A few things struck us about this news.

-- An airline handing out prayer cards? We haven't flown Alaska Airlines, so this was a surprise. And at first it seemed like a bit of misplaced marketing. Sure, many nervous fliers say a prayer or two. But why play into any fears?

Well, it turns out that the cards come with meals — and that the airline once saw them as a way to "fancy up the meal service since many folks like to give thanks before a meal," as one of its executives once said. So it was the food they were supposed to be praying about, not the flight. And since it was airline food, perhaps that makes some sense.

The cards have a rotating series of psalms from the Old Testament.

-- This is another sign of how times change. In an email to frequent fliers, the Times reports, Alaska Air Group CEO Bill Ayer and Alaska Airlines President Brad Tilden said the airline had been receiving a growing number of complaints from fliers who were offended. Just eight years ago, the airline said the number of thanks it got far exceeded the complaints.

-- It was a bit odd to also read that for the past six years, only first-class fliers were getting the cards. We can see why, of course, since all airlines have been cutting back on meal and drink service in coach class. No meals, no cards. But as the Anchorage Daily News writes: "Insert joke here about first-class passengers being more valuable to the airline."

### Required task 1
In the text about the airline prayer cards, what is printed on the cards?

### Stored records
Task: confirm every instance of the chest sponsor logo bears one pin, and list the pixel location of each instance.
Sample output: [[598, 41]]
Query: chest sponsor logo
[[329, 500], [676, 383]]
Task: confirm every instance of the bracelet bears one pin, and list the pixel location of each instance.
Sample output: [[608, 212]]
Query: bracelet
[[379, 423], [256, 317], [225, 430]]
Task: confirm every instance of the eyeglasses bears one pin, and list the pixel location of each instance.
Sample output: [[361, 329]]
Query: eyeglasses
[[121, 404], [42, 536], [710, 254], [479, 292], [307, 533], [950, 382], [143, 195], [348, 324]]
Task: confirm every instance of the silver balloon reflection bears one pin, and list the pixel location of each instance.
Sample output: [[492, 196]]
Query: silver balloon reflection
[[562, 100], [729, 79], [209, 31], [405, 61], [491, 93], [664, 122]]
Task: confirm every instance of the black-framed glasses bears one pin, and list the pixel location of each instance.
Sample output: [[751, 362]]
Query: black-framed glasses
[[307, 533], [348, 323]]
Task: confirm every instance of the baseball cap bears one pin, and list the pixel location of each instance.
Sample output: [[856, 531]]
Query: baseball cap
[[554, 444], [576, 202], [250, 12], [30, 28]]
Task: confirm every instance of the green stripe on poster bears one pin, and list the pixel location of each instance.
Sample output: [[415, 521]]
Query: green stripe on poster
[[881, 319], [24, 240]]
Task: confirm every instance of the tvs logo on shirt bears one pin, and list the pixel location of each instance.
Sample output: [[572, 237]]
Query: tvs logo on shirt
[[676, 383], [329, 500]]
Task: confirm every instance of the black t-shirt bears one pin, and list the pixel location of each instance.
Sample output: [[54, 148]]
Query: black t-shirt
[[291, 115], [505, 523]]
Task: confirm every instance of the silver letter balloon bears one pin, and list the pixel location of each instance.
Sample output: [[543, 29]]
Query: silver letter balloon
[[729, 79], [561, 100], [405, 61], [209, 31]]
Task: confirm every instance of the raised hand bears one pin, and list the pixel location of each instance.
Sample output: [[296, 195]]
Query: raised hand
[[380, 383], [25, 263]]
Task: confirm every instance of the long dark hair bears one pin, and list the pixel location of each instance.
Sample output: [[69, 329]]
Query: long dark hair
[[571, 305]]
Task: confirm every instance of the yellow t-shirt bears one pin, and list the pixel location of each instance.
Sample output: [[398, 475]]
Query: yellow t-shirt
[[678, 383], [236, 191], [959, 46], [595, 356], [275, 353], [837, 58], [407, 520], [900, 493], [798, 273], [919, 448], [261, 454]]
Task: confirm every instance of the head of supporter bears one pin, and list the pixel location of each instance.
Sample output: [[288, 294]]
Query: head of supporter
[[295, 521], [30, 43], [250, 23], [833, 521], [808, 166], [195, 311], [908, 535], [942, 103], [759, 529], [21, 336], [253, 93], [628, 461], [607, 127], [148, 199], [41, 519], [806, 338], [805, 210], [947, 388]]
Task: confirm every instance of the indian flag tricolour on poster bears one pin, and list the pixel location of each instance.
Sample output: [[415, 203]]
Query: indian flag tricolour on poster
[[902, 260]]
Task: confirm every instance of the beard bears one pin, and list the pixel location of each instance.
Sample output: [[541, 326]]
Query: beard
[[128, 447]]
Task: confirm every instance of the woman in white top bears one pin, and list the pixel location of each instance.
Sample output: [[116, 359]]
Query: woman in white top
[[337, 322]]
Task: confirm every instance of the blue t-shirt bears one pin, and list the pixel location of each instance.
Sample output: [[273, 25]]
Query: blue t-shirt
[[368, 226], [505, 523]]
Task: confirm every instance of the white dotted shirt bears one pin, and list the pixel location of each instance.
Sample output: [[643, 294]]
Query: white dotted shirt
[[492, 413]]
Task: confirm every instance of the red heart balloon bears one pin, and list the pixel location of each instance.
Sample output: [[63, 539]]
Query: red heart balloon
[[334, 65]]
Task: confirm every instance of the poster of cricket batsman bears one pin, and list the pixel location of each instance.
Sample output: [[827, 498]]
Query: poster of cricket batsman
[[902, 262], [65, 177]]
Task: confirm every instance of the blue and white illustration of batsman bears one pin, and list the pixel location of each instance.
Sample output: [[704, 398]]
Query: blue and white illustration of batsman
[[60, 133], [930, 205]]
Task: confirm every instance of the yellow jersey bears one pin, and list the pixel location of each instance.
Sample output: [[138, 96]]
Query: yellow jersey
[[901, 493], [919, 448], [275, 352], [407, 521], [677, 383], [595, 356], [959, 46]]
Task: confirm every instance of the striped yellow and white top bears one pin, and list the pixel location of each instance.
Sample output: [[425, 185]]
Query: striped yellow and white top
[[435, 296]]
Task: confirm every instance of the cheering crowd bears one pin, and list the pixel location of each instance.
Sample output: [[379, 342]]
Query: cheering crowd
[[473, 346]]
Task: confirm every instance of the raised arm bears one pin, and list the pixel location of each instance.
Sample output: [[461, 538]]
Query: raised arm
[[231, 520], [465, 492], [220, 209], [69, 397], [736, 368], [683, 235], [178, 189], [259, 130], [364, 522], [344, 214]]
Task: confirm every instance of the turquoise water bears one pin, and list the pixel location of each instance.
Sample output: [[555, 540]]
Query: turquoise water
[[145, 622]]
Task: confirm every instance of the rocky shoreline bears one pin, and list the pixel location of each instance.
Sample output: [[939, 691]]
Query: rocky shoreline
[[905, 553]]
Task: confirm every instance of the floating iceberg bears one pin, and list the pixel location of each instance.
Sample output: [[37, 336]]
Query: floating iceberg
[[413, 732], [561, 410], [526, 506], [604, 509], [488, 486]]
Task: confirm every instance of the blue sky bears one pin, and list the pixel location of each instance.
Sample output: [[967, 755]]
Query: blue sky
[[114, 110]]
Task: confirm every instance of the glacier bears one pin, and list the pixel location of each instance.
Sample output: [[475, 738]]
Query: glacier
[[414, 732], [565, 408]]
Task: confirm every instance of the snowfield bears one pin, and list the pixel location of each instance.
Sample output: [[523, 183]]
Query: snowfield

### Required task 2
In the listing, starting at the line that contains "Task: confirm every instance of the indian" and ending at the line that contains "[[368, 226], [505, 523]]", substitute "mustache" for "beard". Return only those lines, with nothing else changed.

### Exercise result 1
A rotating series of psalms from the Old Testament.

### Exercise result 2
Task: confirm every instance of the indian flag tricolour on poster bears one pin, and list the pixel location of each instance.
Sample output: [[415, 203]]
Query: indian flag tricolour on poster
[[902, 260]]
Task: confirm every instance of the mustache bears one pin, and list the pixel location of each instance.
Sample output: [[541, 326]]
Query: mustache
[[128, 447]]
Task: confirm every instance of the woman in white top bears one pin, and list the pixel location of each instance.
Sample output: [[116, 359]]
Query: woman in white top
[[337, 322]]
Task: confirm every instance of the blue t-shirt bears one pin, and list the pixel location of each instance.
Sample output: [[273, 25]]
Query: blue t-shirt
[[368, 226], [505, 523]]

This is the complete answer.